Reproduce each of the entries below word for word, in the same order and with the same line breaks.

##########

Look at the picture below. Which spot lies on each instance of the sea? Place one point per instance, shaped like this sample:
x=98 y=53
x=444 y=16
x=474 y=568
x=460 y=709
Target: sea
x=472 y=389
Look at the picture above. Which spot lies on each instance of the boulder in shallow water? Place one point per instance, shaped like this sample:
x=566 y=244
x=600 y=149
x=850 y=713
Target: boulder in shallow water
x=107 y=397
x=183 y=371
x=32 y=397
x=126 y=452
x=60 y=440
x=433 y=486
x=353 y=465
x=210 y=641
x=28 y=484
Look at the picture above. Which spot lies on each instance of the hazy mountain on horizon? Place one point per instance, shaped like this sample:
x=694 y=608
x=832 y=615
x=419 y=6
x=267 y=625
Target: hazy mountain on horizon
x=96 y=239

##########

REPLY ->
Look at the picture below. Which spot lies on each instance of the sea? Place one point per instance, shaped like this sample:
x=98 y=53
x=444 y=16
x=474 y=568
x=460 y=709
Target: sea
x=472 y=389
Look at the picture above. Which spot lies on each instance of the boulder in shallow water? Place one point per instance, shaped like this sample:
x=566 y=244
x=600 y=149
x=850 y=713
Target: boulder in shallow water
x=107 y=397
x=183 y=371
x=32 y=397
x=126 y=452
x=60 y=440
x=433 y=486
x=353 y=465
x=210 y=641
x=28 y=484
Look at the picture above. Which spot lies on each instance of the hazy mountain on horizon? Place one point per instance, shaped like this sample:
x=694 y=608
x=832 y=615
x=419 y=6
x=267 y=625
Target: hazy mountain on horizon
x=96 y=239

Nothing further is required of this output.